Since the copy must hold text only, transcribe the data below exactly and omit the images.
━━━━━ Information
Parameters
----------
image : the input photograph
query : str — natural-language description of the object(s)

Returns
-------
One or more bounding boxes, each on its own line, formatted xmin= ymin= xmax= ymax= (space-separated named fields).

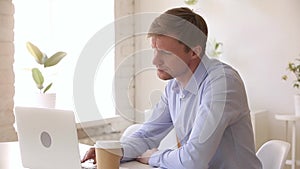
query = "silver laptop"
xmin=15 ymin=106 xmax=95 ymax=169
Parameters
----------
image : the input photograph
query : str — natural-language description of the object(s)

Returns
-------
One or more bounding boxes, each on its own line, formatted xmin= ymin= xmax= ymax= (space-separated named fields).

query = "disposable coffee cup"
xmin=94 ymin=140 xmax=122 ymax=169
━━━━━━━━━━
* _Written answer_
Parameters
----------
image : the input photograph
query : str — natural-language description of the object(s)

Returns
-------
One or more bounding boxes, each on its own line, formatted xmin= ymin= xmax= ymax= (space-separated named fields).

query = "silver laptop"
xmin=15 ymin=106 xmax=95 ymax=169
Parameters
----------
image : the input photograph
query : str — natural-language description of the object(s)

Returns
-------
One or more bounding boxes, each on its own line, formatted xmin= ymin= xmax= ymax= (space-separated named fields).

query = "disposable coffee cup"
xmin=94 ymin=140 xmax=122 ymax=169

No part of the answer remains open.